Instructions for the task
Answer these questions from the memorandum below:
1. Which organization is the memorandum from?
2. What legal safety duties do company directors have as individuals?
3. What penalty can follow a breach of the financial duties already placed on directors?

The ETR Select committee
From: The Centre For Corporate Accountability
Date: 27 October 1999
This is a supplementary memorandum to the evidence given
by the Centre for Corporate Accountability..
- Imposition of Safety
Duties upon Company Directors
At present safety duties are placed upon "employers"
(and, "manufacturers" etc) which are in
almost all cases "companies" Company directors
as individuals have no legal safety duties.
In March 1996, Michael Meacher M.P, as Shadow Environment
Minister, told Parliament, that: "I emphasise
the responsibility for health and safety must be
vested at the highest level of each organisation.
Companies should appoint an individual at
board level with overall responsibility for health
Explicit financial duties are already placed upon
directors which can result in seven year imprisonment
if breached. Imposition of duties would both assist
prevention of death and injury and as well as increase
their accountability, in the event of death and
- Conflicts of Interest
The failure to distinguish between HSE inspectors
who carry out preventative inspections from those
that carry out death/injury investigations can result
in inspectors having a conflict of interest. Inspectors,
who have failed to properly enforce the law, may,
if an injury or death subsequently takes place may
be less willing to prosecute the company.

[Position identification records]
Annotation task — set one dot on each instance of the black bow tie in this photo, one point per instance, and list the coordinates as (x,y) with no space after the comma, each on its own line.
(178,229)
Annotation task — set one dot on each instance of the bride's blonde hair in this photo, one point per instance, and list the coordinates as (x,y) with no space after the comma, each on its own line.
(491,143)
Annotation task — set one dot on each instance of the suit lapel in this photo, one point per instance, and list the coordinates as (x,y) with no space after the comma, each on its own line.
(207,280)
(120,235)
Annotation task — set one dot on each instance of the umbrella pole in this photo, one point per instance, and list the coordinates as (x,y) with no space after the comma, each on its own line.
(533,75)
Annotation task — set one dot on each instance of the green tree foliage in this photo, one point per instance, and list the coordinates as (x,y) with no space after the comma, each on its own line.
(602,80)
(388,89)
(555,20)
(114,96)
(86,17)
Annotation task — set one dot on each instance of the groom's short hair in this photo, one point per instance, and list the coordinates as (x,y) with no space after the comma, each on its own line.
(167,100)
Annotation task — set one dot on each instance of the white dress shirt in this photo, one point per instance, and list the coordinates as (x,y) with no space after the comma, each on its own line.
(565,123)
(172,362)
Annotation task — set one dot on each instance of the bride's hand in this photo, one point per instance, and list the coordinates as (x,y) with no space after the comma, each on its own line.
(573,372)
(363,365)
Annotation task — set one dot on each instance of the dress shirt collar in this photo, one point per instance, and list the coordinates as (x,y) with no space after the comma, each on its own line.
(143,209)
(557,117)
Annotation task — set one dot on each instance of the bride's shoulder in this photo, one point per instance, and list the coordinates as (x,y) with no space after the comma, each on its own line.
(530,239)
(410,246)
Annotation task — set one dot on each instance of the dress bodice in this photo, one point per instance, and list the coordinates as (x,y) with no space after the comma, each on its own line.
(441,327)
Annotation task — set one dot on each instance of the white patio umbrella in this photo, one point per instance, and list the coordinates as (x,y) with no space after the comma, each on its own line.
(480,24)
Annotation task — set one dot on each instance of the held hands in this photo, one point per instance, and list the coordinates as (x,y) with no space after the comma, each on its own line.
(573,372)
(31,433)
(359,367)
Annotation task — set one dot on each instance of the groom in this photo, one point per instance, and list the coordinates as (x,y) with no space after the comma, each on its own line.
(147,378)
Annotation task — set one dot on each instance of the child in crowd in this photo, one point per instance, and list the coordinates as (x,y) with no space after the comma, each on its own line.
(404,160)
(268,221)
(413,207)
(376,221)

Result of this task
1. The Centre For Corporate Accountability.
2. None.
3. Seven year imprisonment.